▸ **What is expected**
Report the tally of lines featuring the word "negative" in the entries below, without anything else.

___ Data provided ___

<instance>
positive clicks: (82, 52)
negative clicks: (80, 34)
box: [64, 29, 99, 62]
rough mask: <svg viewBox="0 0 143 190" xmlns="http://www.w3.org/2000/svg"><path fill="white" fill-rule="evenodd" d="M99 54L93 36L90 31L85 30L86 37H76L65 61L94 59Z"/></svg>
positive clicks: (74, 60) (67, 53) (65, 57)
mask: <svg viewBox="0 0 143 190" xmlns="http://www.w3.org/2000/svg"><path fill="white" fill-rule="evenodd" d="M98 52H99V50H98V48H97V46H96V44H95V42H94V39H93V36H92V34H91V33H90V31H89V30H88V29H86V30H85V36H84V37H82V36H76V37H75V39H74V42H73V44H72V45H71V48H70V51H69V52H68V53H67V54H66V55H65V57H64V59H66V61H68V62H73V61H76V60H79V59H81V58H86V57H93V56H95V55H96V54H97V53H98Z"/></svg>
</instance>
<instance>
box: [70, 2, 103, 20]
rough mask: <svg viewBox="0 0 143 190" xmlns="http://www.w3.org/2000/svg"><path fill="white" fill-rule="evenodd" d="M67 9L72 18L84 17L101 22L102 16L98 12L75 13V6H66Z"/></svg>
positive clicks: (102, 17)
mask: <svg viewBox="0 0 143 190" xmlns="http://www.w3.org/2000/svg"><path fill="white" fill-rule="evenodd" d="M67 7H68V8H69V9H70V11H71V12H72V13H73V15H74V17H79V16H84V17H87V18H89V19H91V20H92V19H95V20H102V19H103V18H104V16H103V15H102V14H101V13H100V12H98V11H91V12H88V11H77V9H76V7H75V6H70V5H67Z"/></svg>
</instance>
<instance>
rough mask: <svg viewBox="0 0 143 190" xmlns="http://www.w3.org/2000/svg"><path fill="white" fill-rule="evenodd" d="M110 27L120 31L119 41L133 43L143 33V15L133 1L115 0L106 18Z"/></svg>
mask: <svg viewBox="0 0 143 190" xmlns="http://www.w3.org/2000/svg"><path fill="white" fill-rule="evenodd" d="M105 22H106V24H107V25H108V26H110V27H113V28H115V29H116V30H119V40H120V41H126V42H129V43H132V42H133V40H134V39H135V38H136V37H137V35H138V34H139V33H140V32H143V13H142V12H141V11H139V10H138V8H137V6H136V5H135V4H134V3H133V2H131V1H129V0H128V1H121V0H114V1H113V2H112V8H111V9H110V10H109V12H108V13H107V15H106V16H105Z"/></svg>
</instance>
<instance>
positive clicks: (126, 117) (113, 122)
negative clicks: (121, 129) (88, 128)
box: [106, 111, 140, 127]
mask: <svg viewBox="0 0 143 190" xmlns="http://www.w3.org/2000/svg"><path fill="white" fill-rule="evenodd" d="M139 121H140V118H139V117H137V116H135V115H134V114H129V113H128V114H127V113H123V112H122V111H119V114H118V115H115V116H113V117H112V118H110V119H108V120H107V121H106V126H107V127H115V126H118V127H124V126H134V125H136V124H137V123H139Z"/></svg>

___

▸ **Task response**
2